EXERCISE OBJECTIVE »
Find each line of the material below in which the word "high" occurs, and return it.

INPUT DATA »
- Opening Delimiter -
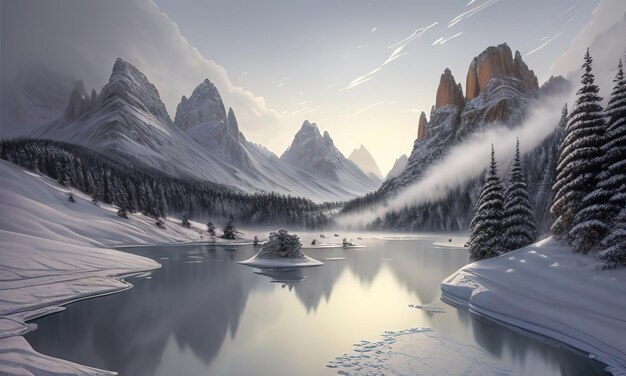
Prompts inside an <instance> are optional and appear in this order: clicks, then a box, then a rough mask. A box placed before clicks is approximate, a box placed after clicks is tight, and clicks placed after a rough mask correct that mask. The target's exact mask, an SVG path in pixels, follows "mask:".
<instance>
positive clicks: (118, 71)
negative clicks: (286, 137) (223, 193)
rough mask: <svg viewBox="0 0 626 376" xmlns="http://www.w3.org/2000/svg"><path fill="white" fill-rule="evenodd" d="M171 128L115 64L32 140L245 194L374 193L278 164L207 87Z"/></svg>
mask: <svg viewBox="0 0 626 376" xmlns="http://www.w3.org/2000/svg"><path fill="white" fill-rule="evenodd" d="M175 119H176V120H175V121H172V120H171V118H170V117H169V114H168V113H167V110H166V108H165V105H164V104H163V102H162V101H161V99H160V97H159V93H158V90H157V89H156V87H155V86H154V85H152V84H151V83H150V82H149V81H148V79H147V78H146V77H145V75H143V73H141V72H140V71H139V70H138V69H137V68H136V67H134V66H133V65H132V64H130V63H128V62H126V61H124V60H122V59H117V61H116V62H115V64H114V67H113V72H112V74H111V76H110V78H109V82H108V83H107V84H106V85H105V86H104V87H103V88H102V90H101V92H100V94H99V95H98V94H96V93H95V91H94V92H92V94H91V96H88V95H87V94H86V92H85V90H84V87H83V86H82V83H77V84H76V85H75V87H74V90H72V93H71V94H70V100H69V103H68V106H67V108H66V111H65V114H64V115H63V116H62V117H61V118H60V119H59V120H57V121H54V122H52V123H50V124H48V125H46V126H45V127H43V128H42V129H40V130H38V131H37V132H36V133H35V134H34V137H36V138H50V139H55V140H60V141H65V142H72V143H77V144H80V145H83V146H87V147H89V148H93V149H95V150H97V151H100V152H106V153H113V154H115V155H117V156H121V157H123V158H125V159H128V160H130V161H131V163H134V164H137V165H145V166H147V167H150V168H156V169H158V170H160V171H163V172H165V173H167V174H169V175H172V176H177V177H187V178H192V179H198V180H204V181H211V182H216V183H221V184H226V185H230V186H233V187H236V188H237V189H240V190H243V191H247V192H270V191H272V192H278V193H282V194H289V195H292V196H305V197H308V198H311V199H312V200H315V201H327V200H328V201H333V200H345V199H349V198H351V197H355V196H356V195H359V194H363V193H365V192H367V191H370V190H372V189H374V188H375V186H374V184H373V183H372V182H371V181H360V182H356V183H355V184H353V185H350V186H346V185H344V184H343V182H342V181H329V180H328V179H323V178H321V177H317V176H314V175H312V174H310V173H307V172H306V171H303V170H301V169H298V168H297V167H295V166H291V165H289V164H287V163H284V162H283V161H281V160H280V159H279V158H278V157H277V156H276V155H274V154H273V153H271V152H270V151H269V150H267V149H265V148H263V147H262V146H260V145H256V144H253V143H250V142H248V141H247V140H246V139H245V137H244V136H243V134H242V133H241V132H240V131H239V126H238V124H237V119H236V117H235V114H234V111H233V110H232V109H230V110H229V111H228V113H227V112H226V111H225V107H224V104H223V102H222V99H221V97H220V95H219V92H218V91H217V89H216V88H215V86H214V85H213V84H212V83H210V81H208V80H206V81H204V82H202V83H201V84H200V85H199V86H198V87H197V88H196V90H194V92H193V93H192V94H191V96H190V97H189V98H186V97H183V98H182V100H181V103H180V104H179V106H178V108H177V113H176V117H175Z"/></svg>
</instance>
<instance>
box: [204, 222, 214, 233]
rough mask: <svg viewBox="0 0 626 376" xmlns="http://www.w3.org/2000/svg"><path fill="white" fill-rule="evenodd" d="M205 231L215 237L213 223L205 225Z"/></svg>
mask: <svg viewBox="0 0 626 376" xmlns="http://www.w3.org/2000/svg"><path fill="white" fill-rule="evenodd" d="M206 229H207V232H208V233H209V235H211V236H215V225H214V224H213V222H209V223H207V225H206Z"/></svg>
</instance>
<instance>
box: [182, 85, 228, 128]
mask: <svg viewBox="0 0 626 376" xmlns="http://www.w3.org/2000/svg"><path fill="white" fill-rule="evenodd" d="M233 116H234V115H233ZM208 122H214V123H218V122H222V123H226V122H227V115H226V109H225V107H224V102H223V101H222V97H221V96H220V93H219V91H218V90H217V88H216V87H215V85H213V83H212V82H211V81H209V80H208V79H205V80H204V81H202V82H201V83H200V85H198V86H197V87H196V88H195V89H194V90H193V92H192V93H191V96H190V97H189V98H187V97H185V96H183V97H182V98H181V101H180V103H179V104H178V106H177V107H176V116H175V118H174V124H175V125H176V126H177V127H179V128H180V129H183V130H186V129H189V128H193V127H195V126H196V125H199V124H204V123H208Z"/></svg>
- Closing Delimiter -
- Opening Delimiter -
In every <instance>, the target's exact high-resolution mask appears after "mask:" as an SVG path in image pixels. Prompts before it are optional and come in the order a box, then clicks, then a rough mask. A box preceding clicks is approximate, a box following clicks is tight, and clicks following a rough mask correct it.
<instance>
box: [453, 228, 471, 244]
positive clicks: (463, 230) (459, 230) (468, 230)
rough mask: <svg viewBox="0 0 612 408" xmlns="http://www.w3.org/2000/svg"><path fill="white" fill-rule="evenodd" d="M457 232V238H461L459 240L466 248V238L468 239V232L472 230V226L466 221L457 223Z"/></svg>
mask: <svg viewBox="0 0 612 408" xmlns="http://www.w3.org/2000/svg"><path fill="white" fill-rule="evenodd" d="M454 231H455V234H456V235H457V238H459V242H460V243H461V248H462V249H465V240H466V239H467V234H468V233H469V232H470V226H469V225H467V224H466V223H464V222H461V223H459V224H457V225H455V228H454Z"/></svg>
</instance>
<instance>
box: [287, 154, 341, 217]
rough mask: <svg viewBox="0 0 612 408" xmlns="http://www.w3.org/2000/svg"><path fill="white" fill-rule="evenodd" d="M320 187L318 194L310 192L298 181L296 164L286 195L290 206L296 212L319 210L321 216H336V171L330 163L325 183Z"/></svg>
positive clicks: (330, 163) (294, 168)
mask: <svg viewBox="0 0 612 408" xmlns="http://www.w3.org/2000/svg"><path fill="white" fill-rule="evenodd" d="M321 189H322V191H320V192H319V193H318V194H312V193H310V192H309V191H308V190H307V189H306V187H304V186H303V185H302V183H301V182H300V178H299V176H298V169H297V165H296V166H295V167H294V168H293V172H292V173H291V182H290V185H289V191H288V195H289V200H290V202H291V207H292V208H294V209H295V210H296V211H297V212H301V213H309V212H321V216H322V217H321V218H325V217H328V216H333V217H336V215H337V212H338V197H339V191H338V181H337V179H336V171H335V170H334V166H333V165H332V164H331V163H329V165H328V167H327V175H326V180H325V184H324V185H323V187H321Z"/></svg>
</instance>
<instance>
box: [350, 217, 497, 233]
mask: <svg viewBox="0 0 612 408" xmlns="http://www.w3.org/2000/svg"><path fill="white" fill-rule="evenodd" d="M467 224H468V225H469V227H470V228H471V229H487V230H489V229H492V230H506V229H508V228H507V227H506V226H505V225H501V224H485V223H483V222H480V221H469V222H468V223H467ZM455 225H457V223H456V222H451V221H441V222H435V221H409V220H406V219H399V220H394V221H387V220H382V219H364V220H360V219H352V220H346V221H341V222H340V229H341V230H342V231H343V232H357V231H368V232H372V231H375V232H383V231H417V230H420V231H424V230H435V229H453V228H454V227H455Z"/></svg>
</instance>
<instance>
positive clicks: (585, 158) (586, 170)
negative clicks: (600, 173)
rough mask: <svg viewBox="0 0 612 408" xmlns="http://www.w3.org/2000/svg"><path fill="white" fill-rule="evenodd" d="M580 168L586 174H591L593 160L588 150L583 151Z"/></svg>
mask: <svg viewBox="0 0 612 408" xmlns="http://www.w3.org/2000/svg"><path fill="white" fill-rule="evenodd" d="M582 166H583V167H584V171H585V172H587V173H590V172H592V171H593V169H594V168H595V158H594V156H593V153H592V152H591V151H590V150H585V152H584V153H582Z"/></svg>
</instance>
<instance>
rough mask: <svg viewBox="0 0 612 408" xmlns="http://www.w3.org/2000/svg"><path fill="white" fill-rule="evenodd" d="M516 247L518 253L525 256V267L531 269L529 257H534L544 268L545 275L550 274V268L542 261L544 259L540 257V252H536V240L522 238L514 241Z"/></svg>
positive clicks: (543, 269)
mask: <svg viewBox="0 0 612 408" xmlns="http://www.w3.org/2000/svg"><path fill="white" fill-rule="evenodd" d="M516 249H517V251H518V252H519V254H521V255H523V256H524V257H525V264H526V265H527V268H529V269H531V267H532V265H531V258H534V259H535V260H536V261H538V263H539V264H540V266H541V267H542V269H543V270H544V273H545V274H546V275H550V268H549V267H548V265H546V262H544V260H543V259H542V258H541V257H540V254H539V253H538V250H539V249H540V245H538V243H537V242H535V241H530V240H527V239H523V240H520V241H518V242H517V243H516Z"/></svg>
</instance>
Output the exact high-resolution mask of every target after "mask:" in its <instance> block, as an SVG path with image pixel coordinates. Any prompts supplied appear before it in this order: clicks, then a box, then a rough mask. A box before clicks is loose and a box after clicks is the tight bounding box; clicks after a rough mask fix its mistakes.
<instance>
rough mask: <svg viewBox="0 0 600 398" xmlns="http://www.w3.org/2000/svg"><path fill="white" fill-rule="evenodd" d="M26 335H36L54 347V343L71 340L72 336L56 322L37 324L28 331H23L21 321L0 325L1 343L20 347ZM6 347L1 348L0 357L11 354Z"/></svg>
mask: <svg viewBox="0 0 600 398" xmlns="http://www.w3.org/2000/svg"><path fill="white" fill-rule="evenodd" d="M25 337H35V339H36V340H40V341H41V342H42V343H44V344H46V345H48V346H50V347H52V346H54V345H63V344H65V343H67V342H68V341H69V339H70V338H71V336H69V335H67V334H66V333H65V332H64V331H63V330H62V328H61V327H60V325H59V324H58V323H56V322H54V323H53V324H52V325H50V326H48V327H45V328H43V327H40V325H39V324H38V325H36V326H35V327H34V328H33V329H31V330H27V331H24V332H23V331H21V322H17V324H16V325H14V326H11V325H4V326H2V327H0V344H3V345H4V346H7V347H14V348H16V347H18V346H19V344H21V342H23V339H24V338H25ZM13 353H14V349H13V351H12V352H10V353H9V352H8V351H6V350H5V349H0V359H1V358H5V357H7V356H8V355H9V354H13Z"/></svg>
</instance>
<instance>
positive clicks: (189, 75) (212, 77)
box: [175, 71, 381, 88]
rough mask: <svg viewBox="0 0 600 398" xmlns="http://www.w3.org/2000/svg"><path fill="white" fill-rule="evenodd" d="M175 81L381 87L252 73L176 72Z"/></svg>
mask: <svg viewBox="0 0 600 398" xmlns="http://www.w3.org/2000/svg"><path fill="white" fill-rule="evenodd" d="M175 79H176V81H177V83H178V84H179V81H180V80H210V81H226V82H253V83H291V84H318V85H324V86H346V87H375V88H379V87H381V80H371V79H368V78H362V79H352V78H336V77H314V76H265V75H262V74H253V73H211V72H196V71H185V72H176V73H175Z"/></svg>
- Closing Delimiter -
ANSWER TO THIS TASK »
In every <instance>, the target's exact high-resolution mask appears after "mask:" as an SVG path in image pixels. Prompts before it are optional and come in the order a box, then clicks, then a rough mask. A box preceding clicks is approximate, a box following clicks is tight, and clicks following a rough mask correct it.
Output the exact high-resolution mask of every target after "mask:" in its <instance> block, as an SVG path with image pixel coordinates. Any prompts supplied appear before it in this order: clicks, then a box, then a rough mask. A box before clicks is loose and a box after clicks is the tight bounding box; clicks after a rough mask fix its mistakes.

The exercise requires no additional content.